##### Records for this exercise

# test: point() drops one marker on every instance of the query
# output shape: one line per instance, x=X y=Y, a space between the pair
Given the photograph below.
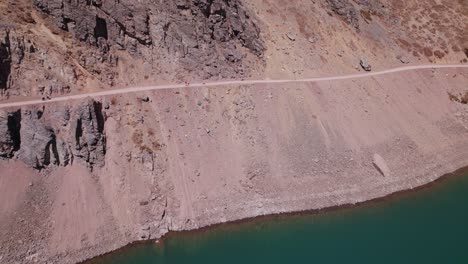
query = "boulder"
x=365 y=65
x=381 y=165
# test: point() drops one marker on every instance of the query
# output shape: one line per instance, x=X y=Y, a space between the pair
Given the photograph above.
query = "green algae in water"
x=428 y=226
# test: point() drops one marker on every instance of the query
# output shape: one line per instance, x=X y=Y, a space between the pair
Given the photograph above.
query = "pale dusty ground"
x=195 y=157
x=227 y=153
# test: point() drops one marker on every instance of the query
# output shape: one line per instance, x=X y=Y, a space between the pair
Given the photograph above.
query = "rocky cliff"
x=55 y=136
x=75 y=44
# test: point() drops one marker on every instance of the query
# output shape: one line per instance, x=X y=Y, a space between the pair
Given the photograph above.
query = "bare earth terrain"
x=120 y=122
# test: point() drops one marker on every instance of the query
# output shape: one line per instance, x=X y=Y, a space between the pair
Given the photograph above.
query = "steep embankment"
x=79 y=178
x=186 y=158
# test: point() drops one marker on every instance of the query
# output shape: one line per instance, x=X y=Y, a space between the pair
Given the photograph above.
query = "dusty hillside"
x=87 y=45
x=83 y=177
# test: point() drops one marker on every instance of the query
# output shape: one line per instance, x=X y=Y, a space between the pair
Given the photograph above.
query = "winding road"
x=222 y=83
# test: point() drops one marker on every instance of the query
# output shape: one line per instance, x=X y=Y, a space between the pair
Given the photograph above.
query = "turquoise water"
x=428 y=226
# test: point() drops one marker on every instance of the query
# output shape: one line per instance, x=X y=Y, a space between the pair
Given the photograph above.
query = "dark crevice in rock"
x=78 y=133
x=5 y=61
x=14 y=128
x=100 y=31
x=99 y=116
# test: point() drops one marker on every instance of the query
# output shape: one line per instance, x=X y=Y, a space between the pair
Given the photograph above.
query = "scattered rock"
x=365 y=65
x=10 y=123
x=381 y=165
x=41 y=136
x=291 y=37
x=403 y=59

##########

■ Task prompt:
Copy every entry above word for word, leaving out the picture.

■ Final result:
# test: point() drops one marker on every instance of the query
# output shape: one line per instance, x=X y=Y, a space between the pair
Given the photograph below.
query = "boulder"
x=365 y=65
x=381 y=165
# test: point() drops one marker on every instance of the query
# output shape: one line per instance, x=X y=Y, a space between the pair
Given the photograph above.
query = "green algae in water"
x=428 y=226
# test: point() drops one marker on every instance of the query
# output shape: one line per instance, x=X y=Y, a space between the pair
Given the photograph above.
query = "pale dusty ground"
x=195 y=157
x=227 y=153
# test: point() drops one marker on every instance of the query
# output shape: one line per instance, x=X y=Y, a space between the pair
Given the photograph above.
query = "rocky cliff"
x=55 y=136
x=75 y=44
# test: point() drops one marker on every instance of the query
# output shape: one line per instance, x=X y=Y, a space between the pair
Given the photograph above.
query = "bare earth terrain"
x=120 y=122
# test: point() drops one marker on every instance of the query
# output shape: one line per instance, x=X y=Y, a space between the pair
Given the photograph above.
query = "steep embankment"
x=79 y=178
x=186 y=158
# test: point() drops one marker on every instance of the query
# output shape: one line per instance, x=X y=Y, a space between the pair
Given the photograph above.
query = "dusty hillside"
x=87 y=45
x=83 y=177
# test: point() drops one marker on every instance of the query
# output shape: one line per instance, x=X y=Y, a space between the pair
Given the photograph above.
query = "winding road"
x=222 y=83
# test: point() drops one marker on every instance of the query
# output shape: one line per instance, x=X y=Y, a space between the pair
Given the photograph above.
query = "turquoise water"
x=428 y=226
# test: point() drops one marker on every instance of the query
# output shape: one line per instance, x=X y=Y, a space between the pair
Given the photograph above.
query = "dark crevice in rock"
x=78 y=133
x=5 y=61
x=14 y=128
x=100 y=31
x=99 y=116
# test: point() drops one marker on every instance of the query
# output shape: one line per instance, x=X y=Y, a space between the pair
Given the photograph above.
query = "scattered rock"
x=365 y=65
x=10 y=123
x=381 y=165
x=41 y=136
x=291 y=37
x=403 y=59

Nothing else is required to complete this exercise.